[QUOTED TEXT]

##############################

The Unbearable Cuteness of Commercialization

Some time ago, I sent my friend the film, The Laya Project, which is about music of the seaside cultures affected by the Tsunami of 2004.  The film, with tracks mostly remixed by one of India’s best known composers, is beautiful and as my friend is a musician, I thought he would enjoy the music of these varied lands.

Here is what he wrote when he received the film:

hi Judy,
Thanks so much for the lovely Laya Project package.  I watched the DVD today, and I scanned through some parts, so I may have missed something, but I have to tell you, as lovely and award winning and everything as it is, nonetheless, to my taste  or sense of the rightness of things,  the music is like playing beethoven with an electric bass, a backbeat, and maybe jazz scatt singing or something or fusing beethoven with lawrence welk.  So, even while I find myself moving to the beat and some of the playing and singing is beautiful, I simply am horrified by the destruction of culture…..

##############################

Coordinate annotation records

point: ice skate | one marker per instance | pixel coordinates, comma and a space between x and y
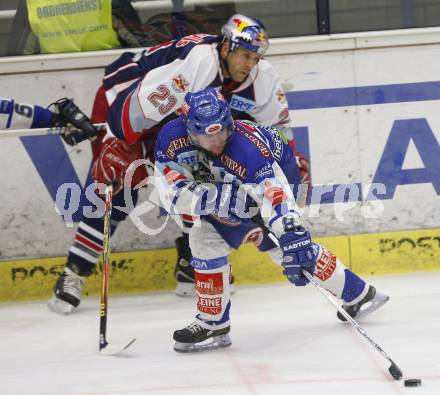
371, 302
196, 338
67, 292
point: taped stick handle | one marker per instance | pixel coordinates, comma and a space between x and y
351, 320
43, 131
394, 370
105, 268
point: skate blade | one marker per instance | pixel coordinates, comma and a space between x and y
59, 306
378, 301
213, 343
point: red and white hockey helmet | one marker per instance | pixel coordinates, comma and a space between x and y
247, 33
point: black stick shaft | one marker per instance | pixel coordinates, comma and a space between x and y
105, 269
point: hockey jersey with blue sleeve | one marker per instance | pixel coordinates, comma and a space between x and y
15, 115
148, 88
247, 160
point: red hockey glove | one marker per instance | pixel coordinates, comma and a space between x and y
113, 161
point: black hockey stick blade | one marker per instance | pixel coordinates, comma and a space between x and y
395, 371
114, 349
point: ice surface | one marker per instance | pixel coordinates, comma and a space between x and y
285, 340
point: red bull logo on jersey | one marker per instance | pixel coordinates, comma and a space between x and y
179, 84
214, 128
240, 24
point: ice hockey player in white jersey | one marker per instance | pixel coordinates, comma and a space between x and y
63, 112
142, 91
203, 162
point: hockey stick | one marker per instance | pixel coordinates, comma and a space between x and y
394, 370
43, 131
104, 347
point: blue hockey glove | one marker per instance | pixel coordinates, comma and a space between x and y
297, 255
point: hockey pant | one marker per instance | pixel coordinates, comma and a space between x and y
212, 270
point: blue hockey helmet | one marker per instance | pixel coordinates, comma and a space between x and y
206, 113
247, 33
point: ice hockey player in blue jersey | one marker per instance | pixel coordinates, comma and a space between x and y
204, 161
141, 92
64, 112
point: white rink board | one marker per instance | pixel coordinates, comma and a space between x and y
346, 145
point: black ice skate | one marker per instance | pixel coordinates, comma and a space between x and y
67, 292
371, 302
196, 338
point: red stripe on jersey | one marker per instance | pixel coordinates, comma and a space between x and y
171, 176
88, 243
129, 134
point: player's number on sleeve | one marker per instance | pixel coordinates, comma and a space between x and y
162, 99
24, 110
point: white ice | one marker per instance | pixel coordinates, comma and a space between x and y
285, 340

##############################

[TASK PROMPT] Continue the piece about the film The Laya Project from the point where it stops.

[EXERCISE ANSWER]
It brings to mind what you are working on….the preserving of traditions in the face of the onslaught of western culture.   I will think about this awhile, and watch the movie again.   My main ‘question’ at the moment, is what is essential in traditional culture, that one in fact even wants to preserve and transmit?  I think if you turn the music into second rate (if beautiful) western pop music…..that can’t be preserving what is essential,
Maybe what is essential is the actual preservation and continuation of  playing and singing, and not the seemingly essential if to some degree intangible quality of the content?
At first I was surprised, but quickly I realized that Paul has an ear for music because he is a musician, and since I am not I had just listened to the catchy cute tunes.  Music is Paul’s subject, as the artisans we work with say, and traditional textile art of Kutch is mine.

We began Kala Raksha thinking on the issue of preserving the essential—our organization was to be an alternative to cutified and industrialized craft.  When we observed people “Giving Designs” to artisans, it seemed a travesty.  The “re-mixing” of traditional forms, printing them on a cloth and giving them back to the people whose cultural property they are is like the high school photographer who airbrushed my Afro hairdo into a bouffant for the 1969 year book.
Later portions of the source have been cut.